• Written problem: Repeat each entry exactly and drop the pictures.

** START OF The data **

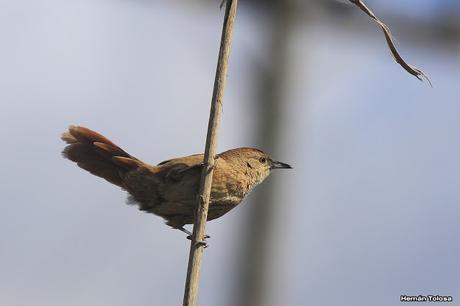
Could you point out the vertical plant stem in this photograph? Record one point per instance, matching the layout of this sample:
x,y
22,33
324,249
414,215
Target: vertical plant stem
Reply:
x,y
196,249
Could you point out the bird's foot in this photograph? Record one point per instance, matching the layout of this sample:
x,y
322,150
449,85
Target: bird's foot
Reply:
x,y
202,243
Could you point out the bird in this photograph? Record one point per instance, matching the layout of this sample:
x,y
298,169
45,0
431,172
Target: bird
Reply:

** END OF The data **

• Answer in full:
Could you point out the vertical plant stem in this photograph? Record one point per instance, matching the layout of this sample:
x,y
22,33
324,249
414,215
Target: vertical plant stem
Reply:
x,y
196,249
Could you point out the bird's foot in this photograph? Record one point per instance, matching the layout of this sample:
x,y
322,150
449,85
Target: bird's foot
Reply:
x,y
202,243
Could you point out the bird in this photograph? Record one point per instance, matching the layout of this sample:
x,y
298,169
45,0
431,172
Target: bird
Reply:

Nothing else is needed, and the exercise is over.